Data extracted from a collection
#####
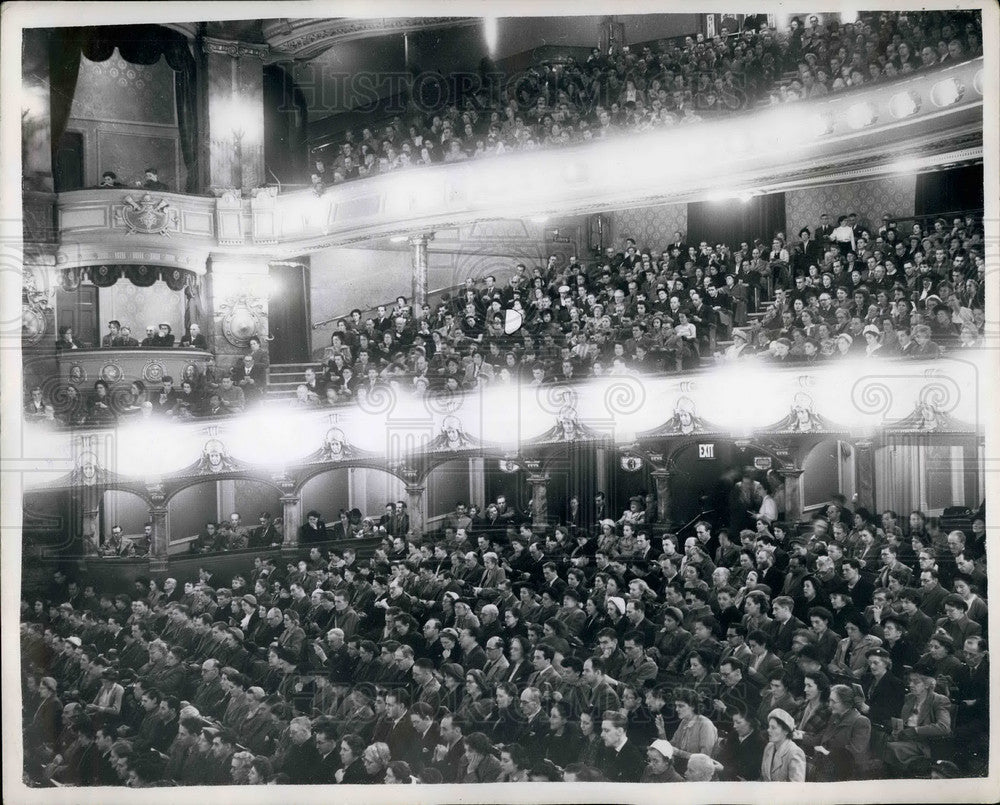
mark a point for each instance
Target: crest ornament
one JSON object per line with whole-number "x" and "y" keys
{"x": 243, "y": 317}
{"x": 147, "y": 216}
#####
Exercise prompt: In your copy, leave out the pictures and reproduce the material above exactly.

The solution:
mark a point for each instance
Target: crest ornament
one JSON object per line with whole-number "x" and "y" keys
{"x": 243, "y": 317}
{"x": 147, "y": 216}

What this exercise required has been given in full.